# EXERCISE OBJECTIVE
Present the lines below as a Markdown table with the columns Row and Text, numbering each line and skipping any blank ones.

# RECORD LIST

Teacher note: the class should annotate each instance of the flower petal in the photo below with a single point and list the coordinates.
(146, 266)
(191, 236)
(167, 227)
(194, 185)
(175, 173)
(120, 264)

# RESULT FOR THIS EXERCISE
| Row | Text |
|---|---|
| 1 | Teacher note: the class should annotate each instance of the flower petal in the photo below with a single point and list the coordinates. |
| 2 | (146, 266) |
| 3 | (191, 236) |
| 4 | (167, 227) |
| 5 | (194, 185) |
| 6 | (175, 173) |
| 7 | (120, 264) |